* START Working data *

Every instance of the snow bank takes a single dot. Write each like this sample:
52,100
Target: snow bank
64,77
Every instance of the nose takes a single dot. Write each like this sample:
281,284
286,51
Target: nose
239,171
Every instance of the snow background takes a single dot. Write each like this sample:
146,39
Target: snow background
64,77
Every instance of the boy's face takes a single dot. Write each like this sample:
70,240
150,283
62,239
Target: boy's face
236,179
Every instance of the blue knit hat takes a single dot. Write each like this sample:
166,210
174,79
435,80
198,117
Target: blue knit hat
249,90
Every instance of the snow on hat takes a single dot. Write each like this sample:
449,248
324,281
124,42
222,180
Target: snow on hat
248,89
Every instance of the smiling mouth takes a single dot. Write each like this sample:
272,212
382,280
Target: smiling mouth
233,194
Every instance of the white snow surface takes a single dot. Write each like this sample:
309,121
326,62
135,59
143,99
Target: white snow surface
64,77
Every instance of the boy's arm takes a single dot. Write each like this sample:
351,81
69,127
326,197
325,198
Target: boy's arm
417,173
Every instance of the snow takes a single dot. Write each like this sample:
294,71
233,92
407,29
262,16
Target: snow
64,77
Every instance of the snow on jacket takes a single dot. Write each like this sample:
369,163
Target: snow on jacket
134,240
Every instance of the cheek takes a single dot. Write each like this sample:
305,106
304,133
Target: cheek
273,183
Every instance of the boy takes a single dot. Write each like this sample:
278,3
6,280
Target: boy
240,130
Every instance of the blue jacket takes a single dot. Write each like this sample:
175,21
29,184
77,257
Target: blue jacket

* END Working data *

• Stated goal: Reproduce each entry from the records above, character for character.

• Answer to this exercise:
Every instance of the snow bank takes a single dot. Write each like this sample:
52,100
Target: snow bank
64,77
Every instance of the nose takes a single dot. Write each like this sample:
281,284
286,51
Target: nose
239,171
Every instance of the snow background takes a single dot. Write each like this sample:
146,39
Target: snow background
64,77
Every instance of the boy's face takes a single dot. Write each like this sample:
70,240
150,283
62,239
Target: boy's face
236,179
Every instance of the blue knit hat takes a single dot. Write each like this sample:
166,210
174,79
435,80
198,117
Target: blue knit hat
249,90
Every instance of the snow on hat takes a single dot. Write each like this sample:
449,248
324,281
124,42
222,180
Target: snow on hat
248,89
Every instance of the smiling mouth takes a single dot. Write each like this sample:
272,212
382,280
Target: smiling mouth
233,194
Every instance of the white snow surface takes a single dot. Write each like this sample:
309,121
326,62
135,59
143,99
Target: white snow surface
64,77
Every instance of the boy's arm takes a single dot. Write each like this sample:
351,81
69,127
326,197
325,198
Target: boy's arm
417,173
Every instance of the snow takes a single dot. Write each like this sample:
294,71
233,92
407,29
262,16
Target: snow
64,77
Every instance of the snow on jacket takes a single dot. Write each like this sample:
369,163
Target: snow on jacket
134,240
Every instance of the cheek takes a single dot. Write each like this sample:
305,106
304,133
Target: cheek
273,183
Every instance of the boy takes a single dot. Write each like this sample:
278,3
6,280
Target: boy
240,130
Every instance of the blue jacket takes a single dot. Write each like this sample:
175,21
29,184
77,257
Target: blue jacket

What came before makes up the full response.